Assignment -> Carry on the biography of the architect Nail Çakırhan below, picking up after its last sentence.

Nail Çakırhan | |
---|---|
![]() Arch. Çakırhan in 1998
|
|
Born | 14 July 1910 Ula, Muğla, Ottoman Empire |
Died | 10 October 2008 (aged 98) Muğla, Turkey |
Nationality | Turkish |
Occupation | Architect |
Buildings | Akyaka traditional Turkish houses |
Nail Çakırhan was a Turkish poet and journalist in his career in the beginning, and later a self-taught and award-winning architect and restorer who left his print particularly in the architecture of the coastal township of Akyaka in southwestern Turkey through old houses he had repaired and restored or new houses built in accordance with the traditional styles and approaches of Turkish/Ottoman/Aegean houses, supplemented with innovative conceptions and designs.

Supplied information ->

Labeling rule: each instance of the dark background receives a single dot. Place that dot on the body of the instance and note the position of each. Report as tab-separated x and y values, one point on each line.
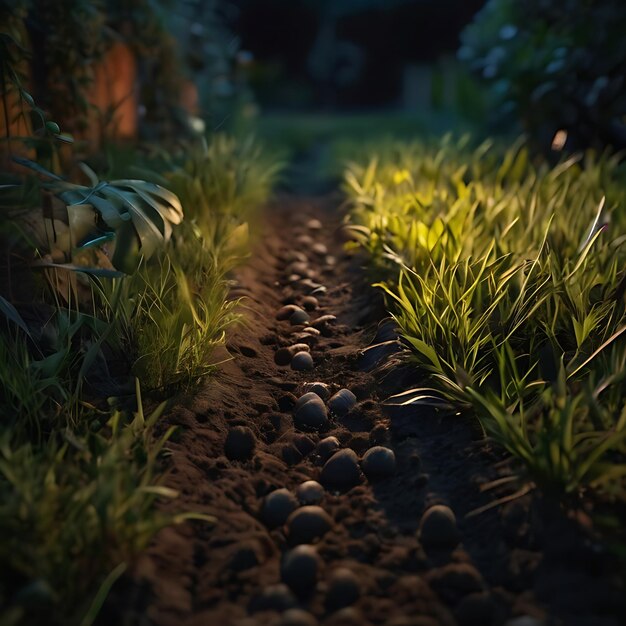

Output for this task ->
Nail Çakırhan was born in Ula in southwestern Turkey, and studied in the provincial center of Muğla and later in Konya in Central Anatolia. He started writing poetry while in Konya where he also published a literary magazine named "Kervan", due to which he went into trouble with the police and had to move to Istanbul. During his university years, he changed branch several times, skipping from medicine to law and later to the study of literature. It was during this time that he became a close friend of Nazım Hikmet and he started working as an editor both in the daily Cumhuriyet and in the literary and political journal published by the famous poet, with whom he also published his first book of poetry jointly. He was arrested at the same time as Nazım Hikmet in 1932 and he remained in prison until the beginning of the following year. In 1934, he went to the USSR in secret where he remained until 1937.
Back in Turkey by divorcing from his Russian first wife in 1937 (he was going to be able to see his son only in 1979), he started working in the leftist newspaper "Tan" and married the well-known and respected Olympics pioneer athlete and archaeologist Halet Çambel. Imprisoned again for his Marxist views between 1946 and 1950, he left for Europe with his wife for two years afterwards.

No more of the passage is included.